- [Task to carry out]:
In the stretch from the row containing "Target: dried plant stem" through the row containing "x=356, y=122", replace "Put a pin on" with "Place a marker on" and write out those rows with nothing else changed.

- [Record list]:
·····
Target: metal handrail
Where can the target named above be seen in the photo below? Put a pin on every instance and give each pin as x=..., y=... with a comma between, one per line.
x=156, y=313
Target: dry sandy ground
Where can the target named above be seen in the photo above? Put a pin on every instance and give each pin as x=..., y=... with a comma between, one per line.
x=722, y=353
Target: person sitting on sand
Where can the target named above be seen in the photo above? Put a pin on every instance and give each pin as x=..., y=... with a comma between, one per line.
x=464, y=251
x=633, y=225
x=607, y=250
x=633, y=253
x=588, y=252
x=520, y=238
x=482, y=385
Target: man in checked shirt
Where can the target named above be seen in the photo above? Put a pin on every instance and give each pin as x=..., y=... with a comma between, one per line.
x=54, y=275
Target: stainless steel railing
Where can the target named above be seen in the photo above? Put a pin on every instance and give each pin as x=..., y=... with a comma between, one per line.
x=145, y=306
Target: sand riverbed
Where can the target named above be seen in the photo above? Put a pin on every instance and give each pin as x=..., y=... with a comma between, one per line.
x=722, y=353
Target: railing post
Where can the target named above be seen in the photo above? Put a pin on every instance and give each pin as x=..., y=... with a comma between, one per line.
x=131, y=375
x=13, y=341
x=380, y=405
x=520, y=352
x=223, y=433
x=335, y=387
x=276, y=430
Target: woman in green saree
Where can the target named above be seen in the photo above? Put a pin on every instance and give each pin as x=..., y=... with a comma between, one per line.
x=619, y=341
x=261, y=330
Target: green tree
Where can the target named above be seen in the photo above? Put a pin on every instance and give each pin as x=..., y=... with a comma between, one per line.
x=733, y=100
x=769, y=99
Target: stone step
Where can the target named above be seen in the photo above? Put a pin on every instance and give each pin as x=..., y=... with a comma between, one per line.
·····
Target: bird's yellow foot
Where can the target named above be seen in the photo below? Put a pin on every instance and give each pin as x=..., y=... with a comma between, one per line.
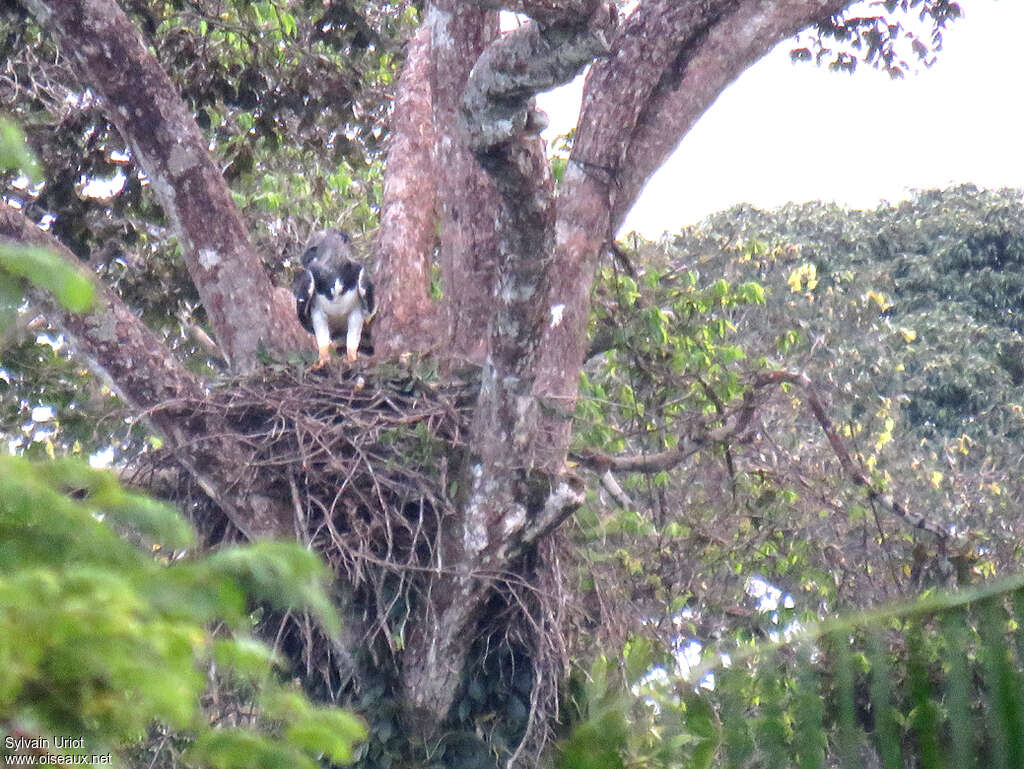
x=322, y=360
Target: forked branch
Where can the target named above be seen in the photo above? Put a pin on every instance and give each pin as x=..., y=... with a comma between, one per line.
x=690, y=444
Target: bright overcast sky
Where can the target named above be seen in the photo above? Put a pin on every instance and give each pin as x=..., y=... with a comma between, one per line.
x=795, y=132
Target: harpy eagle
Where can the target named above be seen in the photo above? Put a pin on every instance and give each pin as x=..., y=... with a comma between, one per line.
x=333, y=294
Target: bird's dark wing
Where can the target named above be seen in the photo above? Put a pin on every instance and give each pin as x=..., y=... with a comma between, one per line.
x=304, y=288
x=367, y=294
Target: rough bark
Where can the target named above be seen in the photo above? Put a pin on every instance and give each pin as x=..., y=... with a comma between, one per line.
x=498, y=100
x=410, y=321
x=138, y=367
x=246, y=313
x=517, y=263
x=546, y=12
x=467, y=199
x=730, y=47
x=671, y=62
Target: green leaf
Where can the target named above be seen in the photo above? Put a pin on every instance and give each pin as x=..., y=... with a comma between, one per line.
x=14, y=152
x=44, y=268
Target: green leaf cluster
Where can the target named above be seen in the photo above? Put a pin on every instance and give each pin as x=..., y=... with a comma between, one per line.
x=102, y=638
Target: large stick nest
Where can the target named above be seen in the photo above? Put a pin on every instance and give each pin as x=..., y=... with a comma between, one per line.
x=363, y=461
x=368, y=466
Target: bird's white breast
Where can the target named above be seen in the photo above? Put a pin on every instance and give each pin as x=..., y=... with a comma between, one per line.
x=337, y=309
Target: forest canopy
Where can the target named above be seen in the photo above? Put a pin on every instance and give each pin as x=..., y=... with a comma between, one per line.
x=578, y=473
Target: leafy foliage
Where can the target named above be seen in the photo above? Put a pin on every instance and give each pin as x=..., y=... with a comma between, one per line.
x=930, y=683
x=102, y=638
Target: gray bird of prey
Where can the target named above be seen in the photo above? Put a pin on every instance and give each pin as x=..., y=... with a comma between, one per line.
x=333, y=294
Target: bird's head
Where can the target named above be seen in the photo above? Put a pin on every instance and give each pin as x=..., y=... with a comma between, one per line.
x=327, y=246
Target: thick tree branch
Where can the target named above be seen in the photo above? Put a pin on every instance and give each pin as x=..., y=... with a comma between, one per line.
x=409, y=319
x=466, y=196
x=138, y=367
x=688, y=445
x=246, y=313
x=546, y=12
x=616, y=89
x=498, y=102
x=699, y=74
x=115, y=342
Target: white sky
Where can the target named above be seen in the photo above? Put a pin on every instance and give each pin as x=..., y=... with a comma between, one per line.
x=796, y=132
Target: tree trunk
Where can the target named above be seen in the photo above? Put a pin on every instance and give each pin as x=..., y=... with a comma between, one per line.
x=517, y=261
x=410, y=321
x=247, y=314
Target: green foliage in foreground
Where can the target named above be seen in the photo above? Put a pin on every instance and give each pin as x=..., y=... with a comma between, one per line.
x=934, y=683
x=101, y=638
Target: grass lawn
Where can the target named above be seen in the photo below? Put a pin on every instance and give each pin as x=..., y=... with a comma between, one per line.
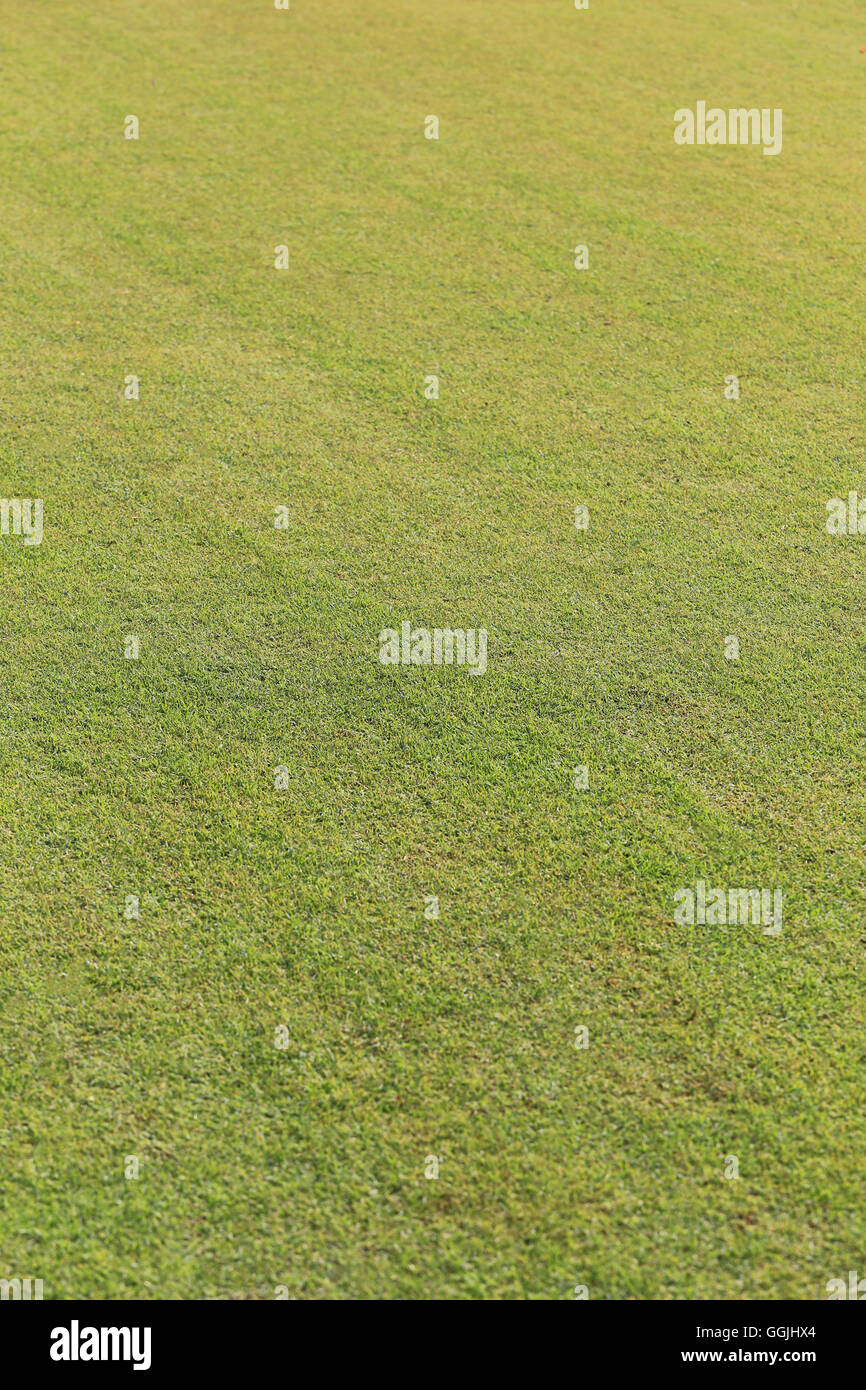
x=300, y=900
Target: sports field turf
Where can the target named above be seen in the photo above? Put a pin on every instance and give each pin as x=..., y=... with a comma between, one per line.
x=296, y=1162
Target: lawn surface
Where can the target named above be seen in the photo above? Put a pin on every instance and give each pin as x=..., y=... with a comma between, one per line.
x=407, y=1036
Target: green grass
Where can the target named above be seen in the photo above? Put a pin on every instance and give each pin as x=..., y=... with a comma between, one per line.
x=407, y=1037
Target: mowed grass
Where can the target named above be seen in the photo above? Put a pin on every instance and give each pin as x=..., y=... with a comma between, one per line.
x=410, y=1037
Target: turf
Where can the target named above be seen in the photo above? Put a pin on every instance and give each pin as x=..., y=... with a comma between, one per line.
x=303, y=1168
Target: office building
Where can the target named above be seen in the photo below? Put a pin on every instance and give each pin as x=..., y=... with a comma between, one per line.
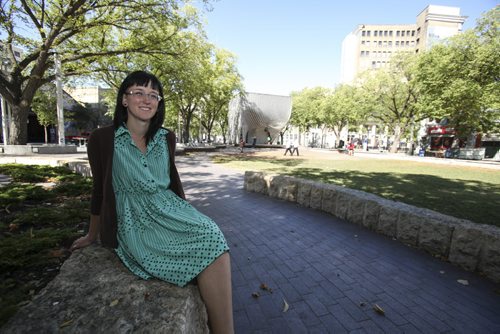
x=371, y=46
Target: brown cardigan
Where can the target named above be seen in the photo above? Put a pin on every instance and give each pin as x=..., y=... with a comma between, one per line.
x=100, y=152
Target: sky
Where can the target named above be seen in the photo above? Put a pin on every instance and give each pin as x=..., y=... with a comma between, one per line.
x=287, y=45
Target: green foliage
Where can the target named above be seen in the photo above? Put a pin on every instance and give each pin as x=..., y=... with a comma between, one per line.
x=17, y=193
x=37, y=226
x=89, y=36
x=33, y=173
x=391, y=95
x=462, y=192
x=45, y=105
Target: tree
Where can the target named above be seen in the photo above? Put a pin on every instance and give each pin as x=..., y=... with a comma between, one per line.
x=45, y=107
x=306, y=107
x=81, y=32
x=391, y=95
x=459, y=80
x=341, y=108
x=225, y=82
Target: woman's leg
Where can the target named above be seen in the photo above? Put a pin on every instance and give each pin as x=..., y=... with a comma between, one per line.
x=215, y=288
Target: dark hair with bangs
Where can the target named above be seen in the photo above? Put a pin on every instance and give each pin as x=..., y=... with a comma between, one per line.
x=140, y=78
·····
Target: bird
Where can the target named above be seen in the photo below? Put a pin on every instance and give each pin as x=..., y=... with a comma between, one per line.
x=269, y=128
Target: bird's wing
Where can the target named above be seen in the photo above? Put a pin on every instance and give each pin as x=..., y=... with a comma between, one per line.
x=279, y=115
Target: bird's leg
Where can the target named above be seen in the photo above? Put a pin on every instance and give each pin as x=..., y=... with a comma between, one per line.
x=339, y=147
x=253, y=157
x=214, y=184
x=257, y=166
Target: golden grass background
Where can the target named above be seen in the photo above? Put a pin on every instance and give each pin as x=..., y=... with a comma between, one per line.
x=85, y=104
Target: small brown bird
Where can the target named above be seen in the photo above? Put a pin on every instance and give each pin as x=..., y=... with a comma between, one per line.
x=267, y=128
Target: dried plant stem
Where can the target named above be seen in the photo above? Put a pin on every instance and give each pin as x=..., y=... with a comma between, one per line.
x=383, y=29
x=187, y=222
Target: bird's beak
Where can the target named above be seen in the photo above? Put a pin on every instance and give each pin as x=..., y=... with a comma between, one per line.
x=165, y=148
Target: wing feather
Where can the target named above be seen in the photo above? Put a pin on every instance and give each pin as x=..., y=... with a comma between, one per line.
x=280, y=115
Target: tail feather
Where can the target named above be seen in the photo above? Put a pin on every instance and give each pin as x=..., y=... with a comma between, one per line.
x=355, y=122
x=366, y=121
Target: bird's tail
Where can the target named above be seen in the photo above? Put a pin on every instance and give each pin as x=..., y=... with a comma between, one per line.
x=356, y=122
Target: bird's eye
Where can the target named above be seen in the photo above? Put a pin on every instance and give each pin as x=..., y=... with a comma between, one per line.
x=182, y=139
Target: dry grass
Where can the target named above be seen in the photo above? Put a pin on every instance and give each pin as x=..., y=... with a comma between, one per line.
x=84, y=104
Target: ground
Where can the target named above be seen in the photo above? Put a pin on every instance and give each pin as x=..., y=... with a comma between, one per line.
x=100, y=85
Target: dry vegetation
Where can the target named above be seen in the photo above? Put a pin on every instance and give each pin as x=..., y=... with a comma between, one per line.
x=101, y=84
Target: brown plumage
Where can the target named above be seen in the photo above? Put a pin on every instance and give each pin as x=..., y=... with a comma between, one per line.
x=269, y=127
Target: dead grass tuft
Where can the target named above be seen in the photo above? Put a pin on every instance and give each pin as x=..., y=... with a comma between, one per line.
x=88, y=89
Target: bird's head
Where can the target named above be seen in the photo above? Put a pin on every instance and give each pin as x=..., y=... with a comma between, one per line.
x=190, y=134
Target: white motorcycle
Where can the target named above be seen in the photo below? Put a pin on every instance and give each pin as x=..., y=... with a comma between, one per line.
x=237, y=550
·····
- [The result]:
Target: dried plant stem
Where can the target named above be seen in the photo above? Place a marker on every instance and give each pin as x=..., y=... with a comma between, one per line.
x=383, y=29
x=187, y=222
Target: bird's beak
Where can the target named above be seen in the photo above? Place a marker on every instance and give each pin as x=..., y=... with a comma between, one per line.
x=165, y=148
Target: wing feather
Where can the target named above be seen in the photo above? Place a marker on every instance and give each pin as x=..., y=... with a comma between, one per line.
x=280, y=115
Target: tail feather
Where can the target named above be seen in the photo above? Place a marker on every instance and give each pin as x=..., y=... with a comma between, one per line.
x=355, y=122
x=366, y=121
Target: bird's tail
Where can the target named above be seen in the photo above? Place a marker on every instance and give each pin as x=..., y=... with a comma between, one per line.
x=356, y=122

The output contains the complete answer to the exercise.